• Entries from a point annotation set:
****************************************
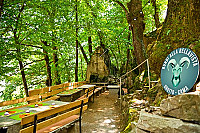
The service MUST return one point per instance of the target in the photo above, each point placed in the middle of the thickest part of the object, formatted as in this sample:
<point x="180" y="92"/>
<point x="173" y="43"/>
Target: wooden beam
<point x="53" y="120"/>
<point x="49" y="112"/>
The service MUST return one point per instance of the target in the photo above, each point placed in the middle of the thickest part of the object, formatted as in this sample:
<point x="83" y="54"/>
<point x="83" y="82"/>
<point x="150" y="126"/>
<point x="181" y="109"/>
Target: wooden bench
<point x="43" y="94"/>
<point x="55" y="122"/>
<point x="91" y="92"/>
<point x="50" y="92"/>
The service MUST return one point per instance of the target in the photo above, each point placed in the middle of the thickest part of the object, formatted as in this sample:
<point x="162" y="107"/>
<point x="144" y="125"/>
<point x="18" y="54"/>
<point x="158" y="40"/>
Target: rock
<point x="149" y="122"/>
<point x="185" y="107"/>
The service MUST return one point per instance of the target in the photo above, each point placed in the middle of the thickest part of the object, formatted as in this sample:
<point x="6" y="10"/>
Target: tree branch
<point x="32" y="46"/>
<point x="123" y="7"/>
<point x="83" y="52"/>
****************************************
• EXERCISE BRIEF:
Rewrite all of the rows above, switching "thickest" to "widest" wherever it occurs and keeping everything else the same. Omit the pictures.

• FINAL RESULT:
The service MUST return one point per instance of the target in the photo above, each point placed in the middle of the widest part of the object, formatted as in this sample:
<point x="180" y="92"/>
<point x="173" y="43"/>
Target: wooden beam
<point x="53" y="120"/>
<point x="49" y="112"/>
The service MUST return one point per instance of the target in the photo above, each point placed in the middle of the widest part of the object, formatted as in this sample:
<point x="83" y="54"/>
<point x="83" y="82"/>
<point x="150" y="126"/>
<point x="181" y="109"/>
Target: wooden bench
<point x="43" y="94"/>
<point x="55" y="122"/>
<point x="91" y="92"/>
<point x="50" y="92"/>
The service MUST return one point per instance of the target in the photo above, each point placed in the middle of the widest part of the object, formatted as in this sample:
<point x="162" y="107"/>
<point x="144" y="125"/>
<point x="18" y="54"/>
<point x="158" y="40"/>
Target: rock
<point x="149" y="122"/>
<point x="185" y="107"/>
The service MUST return one point per instance of the target in the photo above, each point placed in the middle of the widest part of the object, formatted as in this sample:
<point x="6" y="10"/>
Target: tree branch
<point x="32" y="46"/>
<point x="123" y="7"/>
<point x="83" y="52"/>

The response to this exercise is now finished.